Но что здесь за дело до 1984 и 1985? Дело в том, что, оставив Бога, человек способен прежде духовную проблематику переносить во все, в политику в том числе. Когда большевики пели «Никто не даст нам избавленья, ни Бог, ни царь и не герой», то это был тот самый богословский тезис о якобы ненужности Бога и Его благодати для счастья и совершенства. «Сами добьемся и просить не будем». И когда Великий Инквизитор у Достоевского развивает мысль о том, что люди слабы и глупы; что для их же счастья ими нужно управлять во всем, то есть тотально управлять, то и это доведенный до крайности тезис Августина о человеческой греховности. Революции и тоталитарные режимы это знаки того, что Бог людьми утрачен, а прежнее богословие превратилось в политику. Вот об этом пишет и Бёрджесс.

Если человек хорош, дайте ему свободу. Он устранит неравенство и несправедливость, он превратит Землю в Сад. Да и на Марсе будут яблони цвести. Не только на Земле. Это Бёрджесс называет «пелагианством».

Знаем мы, как он хорош, этот ваш человек. Он ненасытен и хитер, жесток и коварен. Это социальное животное, напичканное греховными страстями. Его нужно спасать от себя самого, а от его деятельности – природу и все живое. Это политический «августинизм». Опять же по Бёрджессу.

Он говорит примерно то, что Платон говорил о чередовании свободы и тирании. «Пелагианцы» верят в прогресс и умножают свободы. Но почему-то со временем начинают разлагаться и режим рушится. Его сменяют те, кто насильно делает людей хорошими. Потом принудиловка надоедает и опять приходит тоска по либерализму. Печальный круг должен быть разорван, но политика этого сделать не в силах.

## Задание:
Выведите без изменений часть отрывка о Бёрджессе выше: от слов «Если человек хорош, дайте» до слов «не в силах.» включительно.

## Набор строк:
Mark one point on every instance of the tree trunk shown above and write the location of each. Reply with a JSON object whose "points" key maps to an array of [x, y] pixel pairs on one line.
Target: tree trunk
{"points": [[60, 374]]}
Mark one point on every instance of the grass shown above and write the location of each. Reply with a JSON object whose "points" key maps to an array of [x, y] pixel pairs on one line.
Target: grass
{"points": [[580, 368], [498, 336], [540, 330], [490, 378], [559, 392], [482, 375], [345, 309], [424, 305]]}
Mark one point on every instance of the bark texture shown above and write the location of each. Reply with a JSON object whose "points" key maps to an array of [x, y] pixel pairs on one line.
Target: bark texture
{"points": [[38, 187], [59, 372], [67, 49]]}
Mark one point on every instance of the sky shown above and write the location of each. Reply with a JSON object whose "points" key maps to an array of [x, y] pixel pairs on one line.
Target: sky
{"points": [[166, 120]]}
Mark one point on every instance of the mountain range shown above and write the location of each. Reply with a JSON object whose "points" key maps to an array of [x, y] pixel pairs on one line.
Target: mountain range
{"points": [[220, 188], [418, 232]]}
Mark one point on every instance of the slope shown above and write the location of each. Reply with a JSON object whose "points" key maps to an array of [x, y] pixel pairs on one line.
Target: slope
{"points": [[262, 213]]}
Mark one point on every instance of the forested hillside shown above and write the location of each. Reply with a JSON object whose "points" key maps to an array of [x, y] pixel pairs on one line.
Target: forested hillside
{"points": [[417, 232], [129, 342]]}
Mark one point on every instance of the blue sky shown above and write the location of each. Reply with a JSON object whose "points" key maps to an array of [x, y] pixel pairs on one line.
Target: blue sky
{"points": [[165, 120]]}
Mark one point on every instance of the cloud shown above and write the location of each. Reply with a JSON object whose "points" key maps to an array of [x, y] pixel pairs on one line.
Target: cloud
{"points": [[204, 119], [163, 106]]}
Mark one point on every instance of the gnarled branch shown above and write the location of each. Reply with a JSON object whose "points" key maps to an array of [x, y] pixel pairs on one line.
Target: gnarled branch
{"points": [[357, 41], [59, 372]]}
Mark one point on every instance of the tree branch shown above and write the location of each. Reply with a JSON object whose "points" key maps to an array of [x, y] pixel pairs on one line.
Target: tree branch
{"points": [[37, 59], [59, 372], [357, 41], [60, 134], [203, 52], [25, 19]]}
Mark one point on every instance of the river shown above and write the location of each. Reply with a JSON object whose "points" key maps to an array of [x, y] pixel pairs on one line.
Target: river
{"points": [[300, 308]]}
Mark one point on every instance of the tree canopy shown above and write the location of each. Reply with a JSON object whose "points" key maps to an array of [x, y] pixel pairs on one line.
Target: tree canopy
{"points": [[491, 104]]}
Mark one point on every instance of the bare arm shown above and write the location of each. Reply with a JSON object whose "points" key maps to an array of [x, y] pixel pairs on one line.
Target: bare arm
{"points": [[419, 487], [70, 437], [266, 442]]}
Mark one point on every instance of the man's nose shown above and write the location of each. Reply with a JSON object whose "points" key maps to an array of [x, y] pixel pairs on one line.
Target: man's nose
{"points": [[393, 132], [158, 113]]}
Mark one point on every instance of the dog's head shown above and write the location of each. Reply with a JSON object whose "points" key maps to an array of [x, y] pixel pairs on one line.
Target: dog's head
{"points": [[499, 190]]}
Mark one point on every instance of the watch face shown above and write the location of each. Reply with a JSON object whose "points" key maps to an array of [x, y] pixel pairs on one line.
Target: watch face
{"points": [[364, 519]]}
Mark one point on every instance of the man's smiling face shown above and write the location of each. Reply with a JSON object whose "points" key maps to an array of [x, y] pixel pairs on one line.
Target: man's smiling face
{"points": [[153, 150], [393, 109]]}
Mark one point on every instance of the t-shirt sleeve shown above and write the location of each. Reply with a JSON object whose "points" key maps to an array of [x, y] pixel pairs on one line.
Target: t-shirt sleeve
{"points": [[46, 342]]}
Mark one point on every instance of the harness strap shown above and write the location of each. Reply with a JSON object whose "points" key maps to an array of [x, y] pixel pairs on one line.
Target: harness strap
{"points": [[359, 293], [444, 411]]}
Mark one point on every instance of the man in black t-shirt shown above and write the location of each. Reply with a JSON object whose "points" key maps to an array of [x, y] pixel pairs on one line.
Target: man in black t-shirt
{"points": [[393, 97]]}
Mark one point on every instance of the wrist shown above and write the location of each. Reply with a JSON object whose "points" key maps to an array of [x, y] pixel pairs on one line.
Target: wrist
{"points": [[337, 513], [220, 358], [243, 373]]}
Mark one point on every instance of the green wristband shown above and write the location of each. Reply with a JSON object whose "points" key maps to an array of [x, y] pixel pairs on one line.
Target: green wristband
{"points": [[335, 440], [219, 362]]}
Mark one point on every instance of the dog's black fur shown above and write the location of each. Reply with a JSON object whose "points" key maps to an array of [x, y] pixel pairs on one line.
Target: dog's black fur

## Полный ответ:
Если человек хорош, дайте ему свободу. Он устранит неравенство и несправедливость, он превратит Землю в Сад. Да и на Марсе будут яблони цвести. Не только на Земле. Это Бёрджесс называет «пелагианством».

Знаем мы, как он хорош, этот ваш человек. Он ненасытен и хитер, жесток и коварен. Это социальное животное, напичканное греховными страстями. Его нужно спасать от себя самого, а от его деятельности – природу и все живое. Это политический «августинизм». Опять же по Бёрджессу.

Он говорит примерно то, что Платон говорил о чередовании свободы и тирании. «Пелагианцы» верят в прогресс и умножают свободы. Но почему-то со временем начинают разлагаться и режим рушится. Его сменяют те, кто насильно делает людей хорошими. Потом принудиловка надоедает и опять приходит тоска по либерализму. Печальный круг должен быть разорван, но политика этого сделать не в силах.